──────── 対象データ
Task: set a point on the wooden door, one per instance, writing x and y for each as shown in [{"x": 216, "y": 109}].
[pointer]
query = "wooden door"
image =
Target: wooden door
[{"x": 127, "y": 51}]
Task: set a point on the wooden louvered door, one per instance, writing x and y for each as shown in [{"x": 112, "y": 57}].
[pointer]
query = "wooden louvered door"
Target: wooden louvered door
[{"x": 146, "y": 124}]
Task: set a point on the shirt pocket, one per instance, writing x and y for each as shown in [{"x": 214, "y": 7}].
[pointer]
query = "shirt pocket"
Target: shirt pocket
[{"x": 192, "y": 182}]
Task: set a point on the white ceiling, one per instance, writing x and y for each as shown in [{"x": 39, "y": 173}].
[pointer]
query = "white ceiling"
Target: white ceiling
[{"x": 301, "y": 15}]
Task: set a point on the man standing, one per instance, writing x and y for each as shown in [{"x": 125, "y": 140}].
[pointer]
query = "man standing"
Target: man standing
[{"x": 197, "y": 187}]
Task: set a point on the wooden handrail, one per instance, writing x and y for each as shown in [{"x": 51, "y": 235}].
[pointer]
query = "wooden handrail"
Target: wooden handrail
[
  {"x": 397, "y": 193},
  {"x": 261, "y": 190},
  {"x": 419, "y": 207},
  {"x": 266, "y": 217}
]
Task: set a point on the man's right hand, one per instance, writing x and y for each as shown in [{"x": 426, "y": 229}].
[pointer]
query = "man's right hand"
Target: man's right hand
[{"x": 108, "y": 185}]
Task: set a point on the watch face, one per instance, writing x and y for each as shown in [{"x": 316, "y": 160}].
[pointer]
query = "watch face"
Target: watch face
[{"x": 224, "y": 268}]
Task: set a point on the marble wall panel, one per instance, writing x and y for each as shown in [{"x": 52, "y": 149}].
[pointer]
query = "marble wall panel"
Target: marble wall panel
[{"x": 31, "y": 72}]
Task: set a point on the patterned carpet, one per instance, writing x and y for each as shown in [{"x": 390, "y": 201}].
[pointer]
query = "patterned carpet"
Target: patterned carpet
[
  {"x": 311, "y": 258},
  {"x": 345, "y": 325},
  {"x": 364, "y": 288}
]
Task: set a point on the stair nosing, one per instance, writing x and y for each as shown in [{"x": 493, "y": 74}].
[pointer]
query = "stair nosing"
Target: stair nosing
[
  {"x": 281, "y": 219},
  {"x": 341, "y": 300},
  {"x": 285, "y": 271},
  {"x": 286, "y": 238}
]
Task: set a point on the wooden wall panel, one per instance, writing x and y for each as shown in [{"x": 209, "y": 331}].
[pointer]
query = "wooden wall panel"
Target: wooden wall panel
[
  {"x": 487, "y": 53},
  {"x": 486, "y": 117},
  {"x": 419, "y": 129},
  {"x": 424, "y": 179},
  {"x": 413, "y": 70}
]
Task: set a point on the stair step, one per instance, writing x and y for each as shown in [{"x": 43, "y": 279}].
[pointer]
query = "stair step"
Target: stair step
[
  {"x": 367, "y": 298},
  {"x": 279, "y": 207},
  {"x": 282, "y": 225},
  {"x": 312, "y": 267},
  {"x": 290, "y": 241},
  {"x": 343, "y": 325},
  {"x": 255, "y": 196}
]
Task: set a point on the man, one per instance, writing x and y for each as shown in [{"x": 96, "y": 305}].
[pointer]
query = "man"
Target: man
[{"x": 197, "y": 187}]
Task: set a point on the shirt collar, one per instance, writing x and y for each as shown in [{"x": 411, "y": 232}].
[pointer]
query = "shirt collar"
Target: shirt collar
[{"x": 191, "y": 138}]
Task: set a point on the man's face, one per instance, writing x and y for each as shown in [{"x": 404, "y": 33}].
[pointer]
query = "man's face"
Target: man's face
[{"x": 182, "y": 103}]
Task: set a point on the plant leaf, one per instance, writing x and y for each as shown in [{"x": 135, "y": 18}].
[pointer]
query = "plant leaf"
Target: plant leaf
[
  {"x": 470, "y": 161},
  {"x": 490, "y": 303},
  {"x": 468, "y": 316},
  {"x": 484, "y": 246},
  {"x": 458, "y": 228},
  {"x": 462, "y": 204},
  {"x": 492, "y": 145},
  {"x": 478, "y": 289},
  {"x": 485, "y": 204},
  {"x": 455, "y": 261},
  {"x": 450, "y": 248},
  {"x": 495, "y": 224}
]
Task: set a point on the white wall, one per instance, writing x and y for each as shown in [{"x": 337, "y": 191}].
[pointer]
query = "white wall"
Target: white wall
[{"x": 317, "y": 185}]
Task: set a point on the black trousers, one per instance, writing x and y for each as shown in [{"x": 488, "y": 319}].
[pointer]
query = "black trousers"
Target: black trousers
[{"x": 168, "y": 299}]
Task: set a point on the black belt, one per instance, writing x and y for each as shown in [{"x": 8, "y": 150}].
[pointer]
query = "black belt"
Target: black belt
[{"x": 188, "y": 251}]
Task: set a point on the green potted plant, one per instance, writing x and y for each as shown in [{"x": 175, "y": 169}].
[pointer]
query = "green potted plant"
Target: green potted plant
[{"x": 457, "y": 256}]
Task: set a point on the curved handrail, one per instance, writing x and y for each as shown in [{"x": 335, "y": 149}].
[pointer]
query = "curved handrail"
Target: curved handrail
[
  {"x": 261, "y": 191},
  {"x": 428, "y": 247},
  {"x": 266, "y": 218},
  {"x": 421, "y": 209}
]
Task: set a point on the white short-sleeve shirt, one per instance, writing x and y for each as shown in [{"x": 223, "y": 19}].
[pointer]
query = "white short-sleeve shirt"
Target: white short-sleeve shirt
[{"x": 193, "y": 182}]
────────────────
"Task: set a point on the black belt, one" を含む行からデータの末尾までの各行（両端を含む）を、「番号」と「内容」の2列からなるMarkdownの表に書き換えてください。空行は除き、「番号」列には行の通し番号を入れてください。

| 番号 | 内容 |
|---|---|
| 1 | Task: set a point on the black belt, one per instance, writing x and y for each as shown in [{"x": 8, "y": 150}]. |
| 2 | [pointer] |
| 3 | query = "black belt" |
| 4 | Target: black belt |
| 5 | [{"x": 188, "y": 251}] |
| 6 | Task: set a point on the green potted plant, one per instance, writing x and y for each as shown in [{"x": 175, "y": 169}]. |
| 7 | [pointer] |
| 8 | query = "green potted plant" |
| 9 | Target: green potted plant |
| 10 | [{"x": 457, "y": 256}] |
| 11 | Task: set a point on the curved handrail, one per instance, writing x and y for each as shown in [{"x": 335, "y": 149}]. |
| 12 | [pointer] |
| 13 | query = "curved handrail" |
| 14 | Target: curved handrail |
| 15 | [ |
| 16 |   {"x": 261, "y": 191}, |
| 17 |   {"x": 428, "y": 247}, |
| 18 |   {"x": 266, "y": 218}, |
| 19 |   {"x": 421, "y": 209} |
| 20 | ] |
| 21 | Task: set a point on the white short-sleeve shirt, one per instance, writing x and y for each as shown in [{"x": 223, "y": 19}]. |
| 22 | [pointer] |
| 23 | query = "white short-sleeve shirt" |
| 24 | Target: white short-sleeve shirt |
| 25 | [{"x": 193, "y": 182}] |